The records:

● ● ● ● ●

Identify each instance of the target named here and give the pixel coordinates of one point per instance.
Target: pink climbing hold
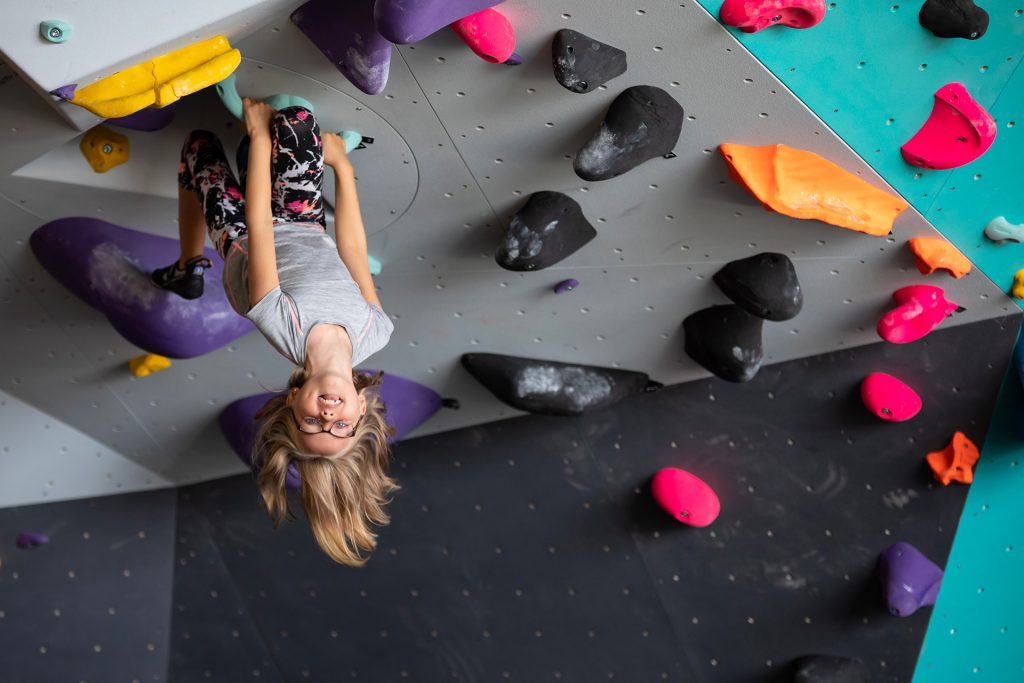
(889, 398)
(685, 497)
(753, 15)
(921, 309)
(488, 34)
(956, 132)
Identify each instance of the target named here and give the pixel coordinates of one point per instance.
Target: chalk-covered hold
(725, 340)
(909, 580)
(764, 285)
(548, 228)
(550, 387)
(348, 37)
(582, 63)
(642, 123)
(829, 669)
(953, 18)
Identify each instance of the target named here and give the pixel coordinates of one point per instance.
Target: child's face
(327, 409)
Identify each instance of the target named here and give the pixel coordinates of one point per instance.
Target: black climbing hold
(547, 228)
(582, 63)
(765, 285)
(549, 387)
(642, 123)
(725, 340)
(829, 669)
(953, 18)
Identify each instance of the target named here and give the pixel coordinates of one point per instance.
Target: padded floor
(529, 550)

● ● ● ● ●

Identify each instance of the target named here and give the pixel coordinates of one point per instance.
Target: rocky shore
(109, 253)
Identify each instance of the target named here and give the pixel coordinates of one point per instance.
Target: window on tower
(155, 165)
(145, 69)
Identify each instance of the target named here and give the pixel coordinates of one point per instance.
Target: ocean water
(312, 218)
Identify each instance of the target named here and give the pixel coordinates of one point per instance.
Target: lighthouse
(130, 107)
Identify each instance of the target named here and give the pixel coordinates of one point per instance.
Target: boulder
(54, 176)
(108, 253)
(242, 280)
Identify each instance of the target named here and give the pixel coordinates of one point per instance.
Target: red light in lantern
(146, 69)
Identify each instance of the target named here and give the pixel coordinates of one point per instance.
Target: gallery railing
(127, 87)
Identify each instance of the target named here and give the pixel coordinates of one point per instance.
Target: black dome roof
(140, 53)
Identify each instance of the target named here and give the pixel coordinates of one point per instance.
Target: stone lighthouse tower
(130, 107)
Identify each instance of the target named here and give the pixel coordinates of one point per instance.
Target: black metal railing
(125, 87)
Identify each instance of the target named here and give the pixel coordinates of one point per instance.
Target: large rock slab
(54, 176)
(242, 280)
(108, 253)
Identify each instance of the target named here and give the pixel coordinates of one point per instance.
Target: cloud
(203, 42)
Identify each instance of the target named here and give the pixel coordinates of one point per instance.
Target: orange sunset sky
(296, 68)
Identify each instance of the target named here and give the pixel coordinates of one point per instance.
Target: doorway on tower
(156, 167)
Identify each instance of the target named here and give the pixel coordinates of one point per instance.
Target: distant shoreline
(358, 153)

● ● ● ● ●

Exercise task:
Gather every line in the records above that contains the word "railing" and copy each of those lines in full. Treat uppercase and lowercase as different when matching.

Solved exercise:
Target: gallery railing
Target: black metal railing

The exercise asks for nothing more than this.